▶ **BRANO ESTRATTO**
Ma un’élite deve pure esistere in ogni società: servono e serviranno sempre ministri, alti funzionari, primari, manager, docenti che occupino posti di responsabilità. Non potendoli eliminare, il populismo promette di sostituirli con presunti emissari del ‘popolo’ (qualunque cosa esso sia). La ragione è tanto semplice quanto triste: negando che per certi ruoli servano abilità straordinarie si blandisce l’elettore nelle sue debolezze, lo si rassicura sul fatto che non esistono ragioni oggettive che lo vedono ai piedi di certe scale, invece che lassù in cima.
Come ha notato Luca Sofri, si incassano voti titillando “la repulsione che presso alcuni suscita l’idea che ci siano persone di qualità superiori rispetto ad altre, repulsione dovuta a un eccesso di ‘correttezza morale’, a un malinteso senso di uguaglianza. Dove l’uguaglianza è soppiantata dall’egualitarismo: invece di chiedere pari diritti e pari opportunità che ogni singolo possa sfruttare per ottenere dei risultati, queste persone chiedono che siano sempre pari anche i risultati”.

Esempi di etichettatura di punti
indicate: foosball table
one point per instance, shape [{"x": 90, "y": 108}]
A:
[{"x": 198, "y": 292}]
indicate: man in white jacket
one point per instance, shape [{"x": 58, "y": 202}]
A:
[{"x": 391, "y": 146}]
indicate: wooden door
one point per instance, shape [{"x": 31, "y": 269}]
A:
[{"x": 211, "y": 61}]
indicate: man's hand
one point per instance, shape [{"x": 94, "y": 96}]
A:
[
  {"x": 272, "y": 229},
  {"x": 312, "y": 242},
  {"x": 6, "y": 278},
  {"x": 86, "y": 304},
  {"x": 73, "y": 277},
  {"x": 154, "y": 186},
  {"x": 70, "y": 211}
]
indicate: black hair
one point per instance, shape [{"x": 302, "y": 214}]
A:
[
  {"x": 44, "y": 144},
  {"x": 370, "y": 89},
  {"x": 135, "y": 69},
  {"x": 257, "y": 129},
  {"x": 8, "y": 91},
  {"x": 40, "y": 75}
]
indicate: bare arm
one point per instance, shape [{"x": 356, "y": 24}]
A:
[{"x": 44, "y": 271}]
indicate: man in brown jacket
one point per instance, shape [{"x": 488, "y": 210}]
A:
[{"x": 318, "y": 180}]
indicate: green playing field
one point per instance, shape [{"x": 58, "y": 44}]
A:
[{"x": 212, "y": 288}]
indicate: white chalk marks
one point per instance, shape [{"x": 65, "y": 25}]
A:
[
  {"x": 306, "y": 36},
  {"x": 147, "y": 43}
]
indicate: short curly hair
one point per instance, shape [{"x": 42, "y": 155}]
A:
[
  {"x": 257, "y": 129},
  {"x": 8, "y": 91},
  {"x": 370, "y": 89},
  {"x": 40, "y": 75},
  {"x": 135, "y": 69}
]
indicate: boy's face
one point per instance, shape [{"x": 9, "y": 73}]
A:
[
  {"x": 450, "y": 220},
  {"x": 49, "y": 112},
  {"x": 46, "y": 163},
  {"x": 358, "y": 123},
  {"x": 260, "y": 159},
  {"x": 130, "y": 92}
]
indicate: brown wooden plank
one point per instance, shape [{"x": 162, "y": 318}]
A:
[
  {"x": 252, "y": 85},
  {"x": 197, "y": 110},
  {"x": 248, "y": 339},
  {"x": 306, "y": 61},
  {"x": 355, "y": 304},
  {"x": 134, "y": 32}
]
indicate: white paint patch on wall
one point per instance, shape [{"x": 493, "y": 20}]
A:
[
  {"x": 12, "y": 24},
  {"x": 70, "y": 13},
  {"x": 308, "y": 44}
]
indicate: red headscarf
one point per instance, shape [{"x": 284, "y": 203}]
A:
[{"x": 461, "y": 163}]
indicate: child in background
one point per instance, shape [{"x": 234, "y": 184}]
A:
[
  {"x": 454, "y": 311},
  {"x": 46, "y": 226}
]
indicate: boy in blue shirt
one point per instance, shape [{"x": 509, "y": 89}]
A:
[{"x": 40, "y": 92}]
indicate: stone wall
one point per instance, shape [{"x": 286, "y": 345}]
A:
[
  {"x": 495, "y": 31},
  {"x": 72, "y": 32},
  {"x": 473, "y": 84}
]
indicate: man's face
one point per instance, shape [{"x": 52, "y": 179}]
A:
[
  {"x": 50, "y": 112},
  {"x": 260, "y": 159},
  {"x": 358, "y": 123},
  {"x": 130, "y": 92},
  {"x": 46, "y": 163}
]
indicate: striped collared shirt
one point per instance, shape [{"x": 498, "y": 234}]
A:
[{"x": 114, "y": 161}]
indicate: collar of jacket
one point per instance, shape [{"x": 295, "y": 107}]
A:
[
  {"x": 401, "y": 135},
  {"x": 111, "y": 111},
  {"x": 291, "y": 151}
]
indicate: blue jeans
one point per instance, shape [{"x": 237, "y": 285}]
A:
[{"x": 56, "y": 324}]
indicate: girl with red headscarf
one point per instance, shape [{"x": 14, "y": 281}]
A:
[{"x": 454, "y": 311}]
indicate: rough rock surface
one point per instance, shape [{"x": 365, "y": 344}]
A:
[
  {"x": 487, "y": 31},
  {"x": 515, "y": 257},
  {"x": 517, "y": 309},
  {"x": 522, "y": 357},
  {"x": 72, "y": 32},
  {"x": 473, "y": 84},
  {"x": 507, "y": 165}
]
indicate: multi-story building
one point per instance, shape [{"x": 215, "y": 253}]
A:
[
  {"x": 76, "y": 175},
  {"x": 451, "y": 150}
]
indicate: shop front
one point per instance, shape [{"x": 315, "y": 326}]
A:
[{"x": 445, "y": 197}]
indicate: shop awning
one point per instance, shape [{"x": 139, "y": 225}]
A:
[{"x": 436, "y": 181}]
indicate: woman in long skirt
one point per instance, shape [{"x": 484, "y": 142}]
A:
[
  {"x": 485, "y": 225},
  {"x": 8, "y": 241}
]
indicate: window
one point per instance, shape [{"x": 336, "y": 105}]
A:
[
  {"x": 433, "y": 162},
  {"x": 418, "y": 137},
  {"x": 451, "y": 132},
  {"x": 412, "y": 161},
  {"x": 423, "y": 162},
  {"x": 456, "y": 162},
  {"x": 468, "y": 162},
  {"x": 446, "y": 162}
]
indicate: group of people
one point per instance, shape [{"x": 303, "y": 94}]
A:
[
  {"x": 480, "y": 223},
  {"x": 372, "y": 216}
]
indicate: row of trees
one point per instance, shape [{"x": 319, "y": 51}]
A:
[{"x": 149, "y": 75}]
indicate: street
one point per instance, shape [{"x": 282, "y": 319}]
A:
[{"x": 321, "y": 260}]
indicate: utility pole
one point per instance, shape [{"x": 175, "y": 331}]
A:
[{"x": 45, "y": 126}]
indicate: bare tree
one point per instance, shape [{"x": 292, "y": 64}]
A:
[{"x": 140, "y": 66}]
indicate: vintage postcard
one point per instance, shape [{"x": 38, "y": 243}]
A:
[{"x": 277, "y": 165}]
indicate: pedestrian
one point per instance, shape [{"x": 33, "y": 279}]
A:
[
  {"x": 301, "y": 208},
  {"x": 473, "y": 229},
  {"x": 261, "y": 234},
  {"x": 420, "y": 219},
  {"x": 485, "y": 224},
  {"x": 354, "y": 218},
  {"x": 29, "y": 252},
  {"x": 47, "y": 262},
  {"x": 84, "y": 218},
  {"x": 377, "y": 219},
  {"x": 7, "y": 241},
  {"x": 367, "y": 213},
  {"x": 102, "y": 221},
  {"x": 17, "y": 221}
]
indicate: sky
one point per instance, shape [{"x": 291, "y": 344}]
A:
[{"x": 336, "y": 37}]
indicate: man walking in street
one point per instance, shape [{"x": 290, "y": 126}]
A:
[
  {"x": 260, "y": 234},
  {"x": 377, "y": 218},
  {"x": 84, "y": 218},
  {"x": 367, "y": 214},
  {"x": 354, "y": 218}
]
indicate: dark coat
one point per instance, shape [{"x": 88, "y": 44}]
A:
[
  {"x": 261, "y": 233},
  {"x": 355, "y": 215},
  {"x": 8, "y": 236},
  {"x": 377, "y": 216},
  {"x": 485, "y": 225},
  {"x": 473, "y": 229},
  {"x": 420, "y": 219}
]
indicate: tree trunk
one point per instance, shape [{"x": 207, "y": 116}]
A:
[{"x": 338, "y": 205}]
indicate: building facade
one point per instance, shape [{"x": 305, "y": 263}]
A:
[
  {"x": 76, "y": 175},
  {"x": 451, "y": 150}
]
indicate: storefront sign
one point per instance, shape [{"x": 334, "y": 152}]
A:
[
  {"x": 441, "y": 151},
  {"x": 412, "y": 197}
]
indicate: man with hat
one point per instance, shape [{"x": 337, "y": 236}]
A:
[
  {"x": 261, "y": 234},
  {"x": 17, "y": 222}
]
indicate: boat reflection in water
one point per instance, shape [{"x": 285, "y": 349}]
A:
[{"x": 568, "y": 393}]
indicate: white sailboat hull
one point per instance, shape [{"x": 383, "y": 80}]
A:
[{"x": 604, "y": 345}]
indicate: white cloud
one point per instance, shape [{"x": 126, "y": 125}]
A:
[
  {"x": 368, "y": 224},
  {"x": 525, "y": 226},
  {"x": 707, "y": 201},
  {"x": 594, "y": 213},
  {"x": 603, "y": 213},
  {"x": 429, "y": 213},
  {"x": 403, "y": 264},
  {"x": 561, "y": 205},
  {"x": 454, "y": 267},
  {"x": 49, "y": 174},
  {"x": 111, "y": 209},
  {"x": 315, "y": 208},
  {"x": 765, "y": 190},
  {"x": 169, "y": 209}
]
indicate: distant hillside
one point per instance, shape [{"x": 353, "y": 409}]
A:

▶ **IL PROBLEMA**
Prosegua il brano sul populismo e le élite, riprendendo subito dopo l'ultima frase riportata.

▶ **SOLUZIONE DELL'ESERCIZIO**
L’attacco all’élite diventa allora anche un attacco alla democrazia rappresentativa, che si presume di poter sostituire con enormi plebisciti nazionalpopolari: che gli ‘eletti’, i rappresentanti, si limitino ad eseguire quanto ordina la vox populi. Nessuna società può funzionare in questo modo, naturalmente, ché diventerebbe una dittatura dell’incompetenza. Ma questo ai demagoghi non interessa: al momento del disastro, troveranno certamente qualcun altro a cui dare la colpa. Tanto, la risposta a chi ne contesta i trucchi è facile: sono un’élite anche loro.